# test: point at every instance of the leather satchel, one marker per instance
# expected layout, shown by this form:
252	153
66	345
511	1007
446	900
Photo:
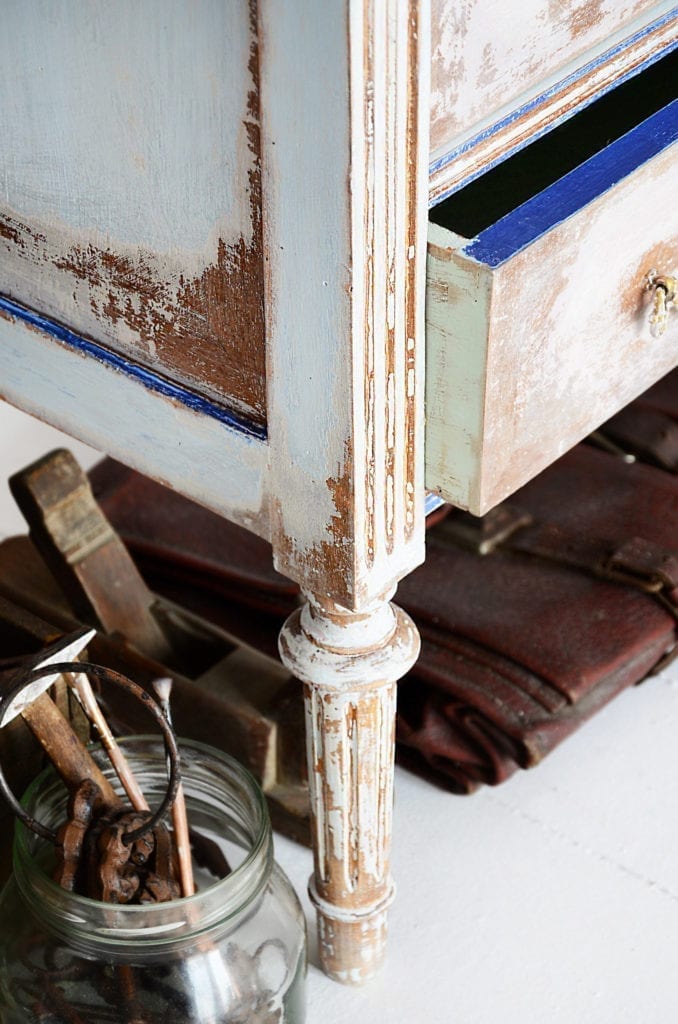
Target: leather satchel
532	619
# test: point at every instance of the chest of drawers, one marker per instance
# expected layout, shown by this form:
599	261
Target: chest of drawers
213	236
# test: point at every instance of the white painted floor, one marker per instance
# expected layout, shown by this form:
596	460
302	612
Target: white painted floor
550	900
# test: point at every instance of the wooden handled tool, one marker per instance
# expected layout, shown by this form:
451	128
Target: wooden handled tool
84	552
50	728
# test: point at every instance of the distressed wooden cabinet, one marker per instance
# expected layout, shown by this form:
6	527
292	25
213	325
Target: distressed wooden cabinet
---
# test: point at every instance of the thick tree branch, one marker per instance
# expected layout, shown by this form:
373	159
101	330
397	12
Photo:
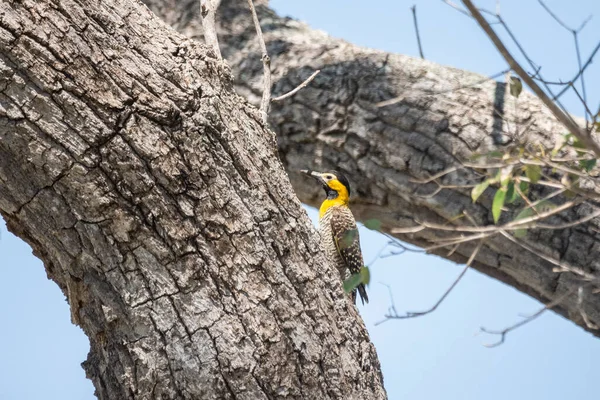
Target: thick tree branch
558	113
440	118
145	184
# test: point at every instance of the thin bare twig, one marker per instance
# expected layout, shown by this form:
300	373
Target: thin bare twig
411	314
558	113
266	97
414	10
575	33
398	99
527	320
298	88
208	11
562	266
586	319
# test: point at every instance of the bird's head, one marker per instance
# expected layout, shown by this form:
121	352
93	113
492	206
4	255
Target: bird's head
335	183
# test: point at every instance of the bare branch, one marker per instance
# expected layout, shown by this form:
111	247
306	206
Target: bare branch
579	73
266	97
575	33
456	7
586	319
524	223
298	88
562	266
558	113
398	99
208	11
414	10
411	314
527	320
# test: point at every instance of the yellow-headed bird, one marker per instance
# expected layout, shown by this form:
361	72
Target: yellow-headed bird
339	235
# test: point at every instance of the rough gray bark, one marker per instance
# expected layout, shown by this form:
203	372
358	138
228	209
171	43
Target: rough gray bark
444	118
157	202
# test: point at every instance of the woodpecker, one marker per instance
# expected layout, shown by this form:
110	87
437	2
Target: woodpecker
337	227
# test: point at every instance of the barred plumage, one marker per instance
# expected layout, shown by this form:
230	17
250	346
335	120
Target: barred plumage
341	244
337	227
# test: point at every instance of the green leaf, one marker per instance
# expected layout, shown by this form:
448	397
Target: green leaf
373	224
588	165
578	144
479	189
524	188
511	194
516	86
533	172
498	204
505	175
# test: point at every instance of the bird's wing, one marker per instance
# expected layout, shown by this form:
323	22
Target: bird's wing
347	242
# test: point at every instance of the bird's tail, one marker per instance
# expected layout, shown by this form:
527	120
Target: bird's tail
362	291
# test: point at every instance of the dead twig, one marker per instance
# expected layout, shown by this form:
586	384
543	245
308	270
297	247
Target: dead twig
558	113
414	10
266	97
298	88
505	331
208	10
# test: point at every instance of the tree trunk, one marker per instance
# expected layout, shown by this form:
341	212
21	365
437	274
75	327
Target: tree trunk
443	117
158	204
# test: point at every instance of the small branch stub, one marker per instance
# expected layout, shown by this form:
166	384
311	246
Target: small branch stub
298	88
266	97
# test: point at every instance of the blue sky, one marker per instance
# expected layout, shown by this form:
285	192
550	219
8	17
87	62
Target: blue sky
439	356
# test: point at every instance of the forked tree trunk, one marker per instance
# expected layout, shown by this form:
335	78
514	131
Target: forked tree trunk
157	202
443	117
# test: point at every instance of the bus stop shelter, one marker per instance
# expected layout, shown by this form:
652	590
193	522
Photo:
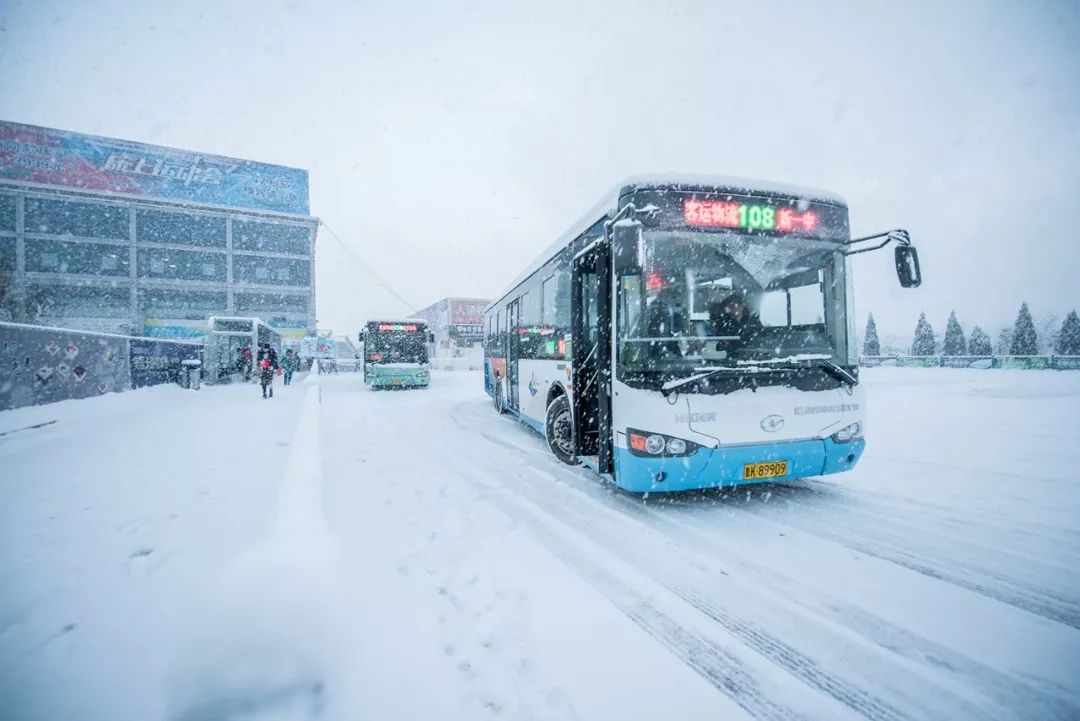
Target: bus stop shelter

Exercise directions → Lay out the lines above, from the one containing "# test: point at every instance of the chest" through the one containing "Target: distressed wooden cabinet" inclusive, as a Markdown table with columns Index and Entry. Number each line in order and leave out any blank lines.

Correct result →
| Index | Entry |
|---|---|
| 1 | # test: point at every instance of the chest of drawers, one marker per instance |
| 2 | # expected layout, shown by this form: |
| 3 | 599	261 |
| 4 | Target: chest of drawers |
| 5 | 213	236 |
| 6 | # test: point at every instance of the white painted floor, one marker per instance |
| 7 | # expected layout, shown by this form: |
| 8 | 596	460 |
| 9 | 302	612 |
| 10 | Target: white painted floor |
| 11 | 550	900 |
| 12 | # test: point at every instance of the wooden handled tool, one marker per instance |
| 13 | # expected layout, shown by this form: |
| 14 | 451	128 |
| 15 | Target: wooden handled tool |
| 16 | 84	552 |
| 17 | 50	728 |
| 18 | # test: point at every instance of the distressed wooden cabinet, one marker per instance |
| 19 | # expected layout, shown by this form: |
| 20 | 6	527 |
| 21 | 292	25 |
| 22 | 213	325 |
| 23 | Target: distressed wooden cabinet |